____ Information provided

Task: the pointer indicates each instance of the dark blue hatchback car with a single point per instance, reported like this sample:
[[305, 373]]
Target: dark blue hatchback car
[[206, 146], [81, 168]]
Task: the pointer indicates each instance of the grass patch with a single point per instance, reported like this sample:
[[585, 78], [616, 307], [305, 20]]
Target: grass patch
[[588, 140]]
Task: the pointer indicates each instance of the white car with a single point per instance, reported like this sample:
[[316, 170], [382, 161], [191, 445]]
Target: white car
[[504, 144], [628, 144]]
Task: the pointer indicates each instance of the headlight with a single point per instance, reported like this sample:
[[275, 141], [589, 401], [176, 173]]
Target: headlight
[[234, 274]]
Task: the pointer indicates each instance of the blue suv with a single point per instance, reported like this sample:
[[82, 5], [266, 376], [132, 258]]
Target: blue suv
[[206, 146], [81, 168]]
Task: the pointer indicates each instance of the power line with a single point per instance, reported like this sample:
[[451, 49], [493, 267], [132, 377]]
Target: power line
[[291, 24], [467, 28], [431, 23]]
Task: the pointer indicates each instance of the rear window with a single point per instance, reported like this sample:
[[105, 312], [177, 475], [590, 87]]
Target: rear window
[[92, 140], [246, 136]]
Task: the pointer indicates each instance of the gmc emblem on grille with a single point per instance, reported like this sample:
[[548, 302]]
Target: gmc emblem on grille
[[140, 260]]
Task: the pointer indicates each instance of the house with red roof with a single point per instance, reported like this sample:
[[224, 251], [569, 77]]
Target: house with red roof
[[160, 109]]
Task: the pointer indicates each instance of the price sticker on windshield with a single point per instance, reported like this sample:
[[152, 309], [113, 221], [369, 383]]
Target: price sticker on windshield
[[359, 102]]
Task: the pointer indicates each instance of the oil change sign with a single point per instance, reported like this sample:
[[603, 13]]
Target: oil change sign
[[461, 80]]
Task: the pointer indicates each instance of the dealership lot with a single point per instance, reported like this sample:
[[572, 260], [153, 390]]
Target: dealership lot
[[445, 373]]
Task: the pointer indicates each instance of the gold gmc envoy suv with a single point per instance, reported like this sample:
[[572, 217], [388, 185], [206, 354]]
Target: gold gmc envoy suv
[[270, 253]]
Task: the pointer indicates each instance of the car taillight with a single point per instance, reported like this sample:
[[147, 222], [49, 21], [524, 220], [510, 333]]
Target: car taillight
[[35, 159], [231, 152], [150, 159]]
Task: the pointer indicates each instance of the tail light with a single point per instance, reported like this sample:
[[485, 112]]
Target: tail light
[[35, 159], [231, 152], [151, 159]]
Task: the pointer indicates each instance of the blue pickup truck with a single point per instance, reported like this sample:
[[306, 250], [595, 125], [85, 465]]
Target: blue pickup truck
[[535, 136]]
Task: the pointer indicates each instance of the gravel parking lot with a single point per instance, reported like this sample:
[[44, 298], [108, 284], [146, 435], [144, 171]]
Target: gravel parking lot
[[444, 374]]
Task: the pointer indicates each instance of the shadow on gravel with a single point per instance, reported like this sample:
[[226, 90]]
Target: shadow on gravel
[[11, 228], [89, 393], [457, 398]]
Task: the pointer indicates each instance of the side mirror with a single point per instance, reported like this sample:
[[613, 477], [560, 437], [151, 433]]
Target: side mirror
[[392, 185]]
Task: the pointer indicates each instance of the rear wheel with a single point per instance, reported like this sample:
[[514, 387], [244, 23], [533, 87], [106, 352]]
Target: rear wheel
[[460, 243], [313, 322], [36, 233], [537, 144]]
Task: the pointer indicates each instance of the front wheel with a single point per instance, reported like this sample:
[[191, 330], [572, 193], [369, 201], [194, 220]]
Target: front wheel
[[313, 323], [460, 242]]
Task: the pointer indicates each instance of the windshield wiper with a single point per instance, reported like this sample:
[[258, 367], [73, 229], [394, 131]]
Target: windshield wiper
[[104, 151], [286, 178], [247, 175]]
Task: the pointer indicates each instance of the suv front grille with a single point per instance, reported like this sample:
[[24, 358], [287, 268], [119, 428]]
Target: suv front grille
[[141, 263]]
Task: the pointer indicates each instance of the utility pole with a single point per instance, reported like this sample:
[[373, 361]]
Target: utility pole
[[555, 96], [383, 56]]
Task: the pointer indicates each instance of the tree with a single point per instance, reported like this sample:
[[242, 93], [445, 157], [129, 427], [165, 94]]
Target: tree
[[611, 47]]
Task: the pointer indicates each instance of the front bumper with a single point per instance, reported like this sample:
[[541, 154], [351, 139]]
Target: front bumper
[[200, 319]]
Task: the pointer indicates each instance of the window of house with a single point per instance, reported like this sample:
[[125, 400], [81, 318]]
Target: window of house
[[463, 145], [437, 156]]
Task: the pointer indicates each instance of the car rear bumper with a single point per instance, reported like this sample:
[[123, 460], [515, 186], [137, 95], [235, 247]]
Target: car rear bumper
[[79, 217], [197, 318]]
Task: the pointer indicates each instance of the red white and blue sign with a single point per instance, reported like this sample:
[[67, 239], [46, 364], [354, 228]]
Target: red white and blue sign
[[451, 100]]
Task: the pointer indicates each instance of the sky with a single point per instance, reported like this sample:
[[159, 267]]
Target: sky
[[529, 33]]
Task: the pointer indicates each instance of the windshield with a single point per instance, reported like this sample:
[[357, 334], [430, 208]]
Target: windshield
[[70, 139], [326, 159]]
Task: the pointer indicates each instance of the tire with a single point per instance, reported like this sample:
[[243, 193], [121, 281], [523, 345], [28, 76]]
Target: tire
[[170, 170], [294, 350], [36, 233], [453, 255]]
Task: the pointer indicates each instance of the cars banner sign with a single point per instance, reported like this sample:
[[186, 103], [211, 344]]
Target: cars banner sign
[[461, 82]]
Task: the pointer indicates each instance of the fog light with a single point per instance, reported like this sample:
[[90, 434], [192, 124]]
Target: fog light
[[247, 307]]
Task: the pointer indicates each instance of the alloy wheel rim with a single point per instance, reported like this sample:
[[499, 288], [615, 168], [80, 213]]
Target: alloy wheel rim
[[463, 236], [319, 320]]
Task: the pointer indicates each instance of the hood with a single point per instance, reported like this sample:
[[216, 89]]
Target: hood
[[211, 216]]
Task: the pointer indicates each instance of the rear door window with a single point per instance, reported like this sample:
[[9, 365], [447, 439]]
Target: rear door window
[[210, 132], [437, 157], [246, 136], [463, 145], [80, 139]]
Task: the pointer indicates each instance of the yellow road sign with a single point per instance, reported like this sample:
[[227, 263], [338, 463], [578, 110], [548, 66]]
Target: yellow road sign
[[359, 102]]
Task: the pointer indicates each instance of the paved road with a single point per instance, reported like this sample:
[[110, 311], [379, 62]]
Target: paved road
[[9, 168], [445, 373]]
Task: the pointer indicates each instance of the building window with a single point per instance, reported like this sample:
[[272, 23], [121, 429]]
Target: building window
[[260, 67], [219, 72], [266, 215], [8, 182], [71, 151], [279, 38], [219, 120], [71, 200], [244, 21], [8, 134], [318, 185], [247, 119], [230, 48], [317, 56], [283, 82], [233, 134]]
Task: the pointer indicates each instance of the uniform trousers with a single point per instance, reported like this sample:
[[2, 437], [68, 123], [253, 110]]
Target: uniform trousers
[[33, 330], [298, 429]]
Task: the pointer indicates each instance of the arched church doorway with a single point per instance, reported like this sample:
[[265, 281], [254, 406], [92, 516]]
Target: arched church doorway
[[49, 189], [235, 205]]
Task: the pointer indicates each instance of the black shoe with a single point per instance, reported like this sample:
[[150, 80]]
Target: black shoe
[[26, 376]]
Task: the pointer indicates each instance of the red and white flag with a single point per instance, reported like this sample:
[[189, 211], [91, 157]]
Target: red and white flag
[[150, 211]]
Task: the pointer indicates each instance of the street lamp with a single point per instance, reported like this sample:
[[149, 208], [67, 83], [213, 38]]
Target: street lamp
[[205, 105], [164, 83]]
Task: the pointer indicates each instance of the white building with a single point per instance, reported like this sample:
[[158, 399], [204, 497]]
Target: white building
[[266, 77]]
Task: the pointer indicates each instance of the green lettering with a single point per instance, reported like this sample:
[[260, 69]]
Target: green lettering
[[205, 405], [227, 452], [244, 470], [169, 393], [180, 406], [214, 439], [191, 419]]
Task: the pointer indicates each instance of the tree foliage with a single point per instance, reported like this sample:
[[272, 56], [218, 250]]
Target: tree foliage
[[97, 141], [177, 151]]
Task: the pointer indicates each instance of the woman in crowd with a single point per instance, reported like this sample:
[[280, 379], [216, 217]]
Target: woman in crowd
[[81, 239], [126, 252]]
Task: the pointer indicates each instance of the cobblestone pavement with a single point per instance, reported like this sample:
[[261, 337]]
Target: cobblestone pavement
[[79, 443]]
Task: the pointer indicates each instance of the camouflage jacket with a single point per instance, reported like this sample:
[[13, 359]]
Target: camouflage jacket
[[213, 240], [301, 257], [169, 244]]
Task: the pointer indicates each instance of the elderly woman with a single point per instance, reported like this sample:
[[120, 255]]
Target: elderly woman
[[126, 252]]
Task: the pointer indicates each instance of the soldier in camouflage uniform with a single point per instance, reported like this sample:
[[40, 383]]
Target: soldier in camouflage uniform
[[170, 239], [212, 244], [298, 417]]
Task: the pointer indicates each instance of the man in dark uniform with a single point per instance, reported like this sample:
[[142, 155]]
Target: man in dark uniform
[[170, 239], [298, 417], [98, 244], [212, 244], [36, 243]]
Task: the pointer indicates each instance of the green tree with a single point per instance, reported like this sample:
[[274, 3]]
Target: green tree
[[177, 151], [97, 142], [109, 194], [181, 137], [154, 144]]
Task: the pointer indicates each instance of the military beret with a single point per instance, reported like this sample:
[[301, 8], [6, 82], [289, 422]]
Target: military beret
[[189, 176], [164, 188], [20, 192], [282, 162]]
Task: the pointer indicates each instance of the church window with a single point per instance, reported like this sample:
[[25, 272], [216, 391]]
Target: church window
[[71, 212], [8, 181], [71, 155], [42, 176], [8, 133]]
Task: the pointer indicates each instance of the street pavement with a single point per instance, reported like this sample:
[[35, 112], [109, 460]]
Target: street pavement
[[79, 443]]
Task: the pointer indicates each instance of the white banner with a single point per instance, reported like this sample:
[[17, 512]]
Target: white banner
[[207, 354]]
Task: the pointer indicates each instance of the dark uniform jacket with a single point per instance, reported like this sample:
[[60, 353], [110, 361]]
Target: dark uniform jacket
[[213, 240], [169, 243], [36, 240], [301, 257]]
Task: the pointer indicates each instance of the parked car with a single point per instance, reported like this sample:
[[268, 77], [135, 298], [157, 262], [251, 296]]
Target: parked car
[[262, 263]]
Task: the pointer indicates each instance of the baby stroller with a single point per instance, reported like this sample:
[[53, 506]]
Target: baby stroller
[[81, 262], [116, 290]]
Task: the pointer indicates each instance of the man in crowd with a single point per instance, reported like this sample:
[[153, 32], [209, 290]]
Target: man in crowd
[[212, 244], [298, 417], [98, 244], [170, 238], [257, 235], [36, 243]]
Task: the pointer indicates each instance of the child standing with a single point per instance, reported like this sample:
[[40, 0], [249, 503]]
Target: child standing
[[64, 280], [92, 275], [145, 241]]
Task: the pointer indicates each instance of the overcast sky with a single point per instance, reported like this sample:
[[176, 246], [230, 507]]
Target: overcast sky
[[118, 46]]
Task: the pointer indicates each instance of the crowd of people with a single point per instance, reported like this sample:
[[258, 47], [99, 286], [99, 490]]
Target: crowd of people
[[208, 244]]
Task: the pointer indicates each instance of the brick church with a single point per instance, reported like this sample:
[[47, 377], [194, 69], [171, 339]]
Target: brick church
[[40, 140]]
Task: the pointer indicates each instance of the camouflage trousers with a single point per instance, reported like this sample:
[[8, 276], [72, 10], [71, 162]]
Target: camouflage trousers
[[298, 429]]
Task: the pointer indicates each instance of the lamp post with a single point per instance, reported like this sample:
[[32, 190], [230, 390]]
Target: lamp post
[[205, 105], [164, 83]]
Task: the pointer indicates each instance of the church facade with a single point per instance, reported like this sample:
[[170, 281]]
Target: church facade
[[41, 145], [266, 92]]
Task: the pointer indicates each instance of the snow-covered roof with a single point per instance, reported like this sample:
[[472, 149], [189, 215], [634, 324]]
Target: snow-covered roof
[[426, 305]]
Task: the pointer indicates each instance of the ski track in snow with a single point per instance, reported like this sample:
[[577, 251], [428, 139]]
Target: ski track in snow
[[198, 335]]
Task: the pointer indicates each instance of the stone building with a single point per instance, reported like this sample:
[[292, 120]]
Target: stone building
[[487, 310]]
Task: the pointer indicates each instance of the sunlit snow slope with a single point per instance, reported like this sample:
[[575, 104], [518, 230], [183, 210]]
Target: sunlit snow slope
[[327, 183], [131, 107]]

________

Task brief: Output only the lines from the top of the entries through the one holding "Task: the pointer indicates each instance of the white car", copied exactly.

Answer:
Task: the pointer indicates each instance of the dark blue hatchback car with a single point per instance, reported like this sample:
[[305, 373]]
Target: dark blue hatchback car
[[206, 146], [81, 168]]
Task: the pointer indicates each instance of the grass patch with a single point per instance, reported like this sample:
[[585, 78], [616, 307], [305, 20]]
Target: grass patch
[[588, 140]]
Task: the pointer indicates each instance of the white car with a single point per instance, reported like this sample:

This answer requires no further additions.